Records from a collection
↓

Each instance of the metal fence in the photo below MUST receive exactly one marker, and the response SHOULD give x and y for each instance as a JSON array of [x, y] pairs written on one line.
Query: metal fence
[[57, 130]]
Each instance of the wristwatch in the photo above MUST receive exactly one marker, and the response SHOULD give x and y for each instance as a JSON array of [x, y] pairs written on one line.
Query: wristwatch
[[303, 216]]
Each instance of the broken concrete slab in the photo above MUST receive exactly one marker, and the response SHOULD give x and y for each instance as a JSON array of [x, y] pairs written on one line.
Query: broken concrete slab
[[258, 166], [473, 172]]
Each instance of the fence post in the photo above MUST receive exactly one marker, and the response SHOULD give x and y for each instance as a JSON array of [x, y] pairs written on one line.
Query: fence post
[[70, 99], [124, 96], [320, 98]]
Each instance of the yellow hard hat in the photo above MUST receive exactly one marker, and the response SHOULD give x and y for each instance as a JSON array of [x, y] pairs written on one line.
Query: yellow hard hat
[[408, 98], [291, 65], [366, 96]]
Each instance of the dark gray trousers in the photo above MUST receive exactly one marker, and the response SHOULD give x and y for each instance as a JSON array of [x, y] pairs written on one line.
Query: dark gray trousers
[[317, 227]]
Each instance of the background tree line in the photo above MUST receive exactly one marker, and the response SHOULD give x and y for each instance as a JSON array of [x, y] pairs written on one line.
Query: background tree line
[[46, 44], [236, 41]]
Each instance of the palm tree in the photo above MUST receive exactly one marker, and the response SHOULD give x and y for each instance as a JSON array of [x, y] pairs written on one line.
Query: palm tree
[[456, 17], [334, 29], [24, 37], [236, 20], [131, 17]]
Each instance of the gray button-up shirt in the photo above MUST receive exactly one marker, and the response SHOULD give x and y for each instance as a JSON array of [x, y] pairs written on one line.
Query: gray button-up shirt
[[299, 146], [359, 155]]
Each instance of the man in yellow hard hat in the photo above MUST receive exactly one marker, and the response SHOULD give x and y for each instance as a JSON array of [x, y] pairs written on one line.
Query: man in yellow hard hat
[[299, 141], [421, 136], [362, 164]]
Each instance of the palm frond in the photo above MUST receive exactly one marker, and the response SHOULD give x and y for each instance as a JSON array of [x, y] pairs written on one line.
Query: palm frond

↑

**Problem to work on:**
Go line by line through the data, copying each one that contains the word "frond".

**Exercise solution:**
Each instance of the palm frond in the photo above MUST receive exactly one marker, and the response SHOULD give x and y for each instance as a JSON array of [x, y] pairs written on one line.
Query: palm frond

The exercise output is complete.